* _TEXTE SOURCE_
-------

Philippe Alcoy
Publié le 3 septembre 2015
Source: Révolution Permanente
« L’Allemagne donne l’exemple, et le bon exemple.
Face à la poussée migratoire dont l’Europe est le théâtre, Angela Merkel
a eu, lundi 31 août, les mots les plus justes. La chancelière a
convoqué ce qui est au cœur de l’Union européenne – « les droits civils
universels », selon ses mots – pour appeler à un sursaut commun de
‘solidarité’ ». C’est avec ces mots que Le Monde présentait la politique
de l’Allemagne vis-à-vis de l’énorme crise humanitaire que traverse
l’Europe dans un édito récent.
Avec un tel éloge, on oublierait presque qu’il
s’agit du même gouvernement qui impose une politique criminelle contre
les conditions de vie des masses en Grèce et dans bien d’autres pays à
travers le continent.
Mais que Le Monde se lance dans la promotion de la
politique du gouvernement allemand n’est pas aussi surprenant. Par
contre, ce qui est étonnant c’est que cette tendance gagne même des
secteurs du journalisme « indépendant » comme Médiapart où, dans un article
intitulé « Crise des réfugiés : l’hypocrisie française, l’exemple
allemand », on affirme : « Dans cette cacophonie où les égoïsmes
nationaux tiennent lieu de boussole, il est un pays, l’Allemagne, qui
s’organise et est en train de démontrer à l’Europe entière ce que peut
être une politique d’accueil conforme aux valeurs européennes. Depuis
deux semaines, il n’est pas une journée sans que des ministres
allemands, de droite comme de gauche, expliquent à leur opinion publique
la gravité de cette crise et ses enjeux, la nécessité d’un accueil
massif de réfugiés et la capacité de leur pays à pouvoir le faire ».

-------

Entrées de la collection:
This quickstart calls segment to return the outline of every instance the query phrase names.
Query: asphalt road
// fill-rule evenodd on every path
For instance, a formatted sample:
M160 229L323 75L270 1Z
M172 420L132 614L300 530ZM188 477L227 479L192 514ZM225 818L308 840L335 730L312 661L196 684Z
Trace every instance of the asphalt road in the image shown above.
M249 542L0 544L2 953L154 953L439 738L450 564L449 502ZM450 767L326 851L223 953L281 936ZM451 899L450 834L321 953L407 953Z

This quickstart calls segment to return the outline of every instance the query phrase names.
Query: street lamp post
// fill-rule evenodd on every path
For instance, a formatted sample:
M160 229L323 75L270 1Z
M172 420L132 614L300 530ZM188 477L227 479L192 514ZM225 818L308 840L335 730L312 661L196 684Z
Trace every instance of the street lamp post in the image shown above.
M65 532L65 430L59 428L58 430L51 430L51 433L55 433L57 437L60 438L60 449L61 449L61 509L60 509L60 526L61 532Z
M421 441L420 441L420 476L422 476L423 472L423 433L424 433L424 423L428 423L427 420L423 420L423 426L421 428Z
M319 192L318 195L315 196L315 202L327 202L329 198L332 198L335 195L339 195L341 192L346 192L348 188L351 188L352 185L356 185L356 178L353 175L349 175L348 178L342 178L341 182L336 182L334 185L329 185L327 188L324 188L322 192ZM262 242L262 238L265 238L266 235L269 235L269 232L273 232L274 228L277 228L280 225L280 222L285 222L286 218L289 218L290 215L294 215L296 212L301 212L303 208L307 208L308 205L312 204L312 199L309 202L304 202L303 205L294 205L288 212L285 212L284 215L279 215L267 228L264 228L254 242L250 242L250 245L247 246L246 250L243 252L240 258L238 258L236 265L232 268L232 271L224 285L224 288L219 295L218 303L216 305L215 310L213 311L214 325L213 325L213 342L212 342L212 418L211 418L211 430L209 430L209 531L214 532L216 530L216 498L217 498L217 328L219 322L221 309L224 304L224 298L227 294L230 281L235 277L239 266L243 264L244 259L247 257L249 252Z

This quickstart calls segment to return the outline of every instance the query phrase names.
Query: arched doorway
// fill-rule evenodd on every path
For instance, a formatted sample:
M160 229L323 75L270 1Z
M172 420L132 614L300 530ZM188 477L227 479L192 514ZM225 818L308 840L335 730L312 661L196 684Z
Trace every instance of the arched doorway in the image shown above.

-------

* _CONSIGNE_
D'après l'éditorial du Monde cité dans le texte sur la politique migratoire allemande, pourquoi l'Allemagne donne-t-elle « le bon exemple » ? Répondre en une à trois phrases.

* _RÉPONSE_
Selon l'éditorial, le lundi 31 août, face à la poussée migratoire en Europe, Angela Merkel a eu « les mots les plus justes ». Elle a convoqué ce qui est au cœur de l'Union européenne, « les droits civils universels », pour appeler à un sursaut commun de « solidarité ».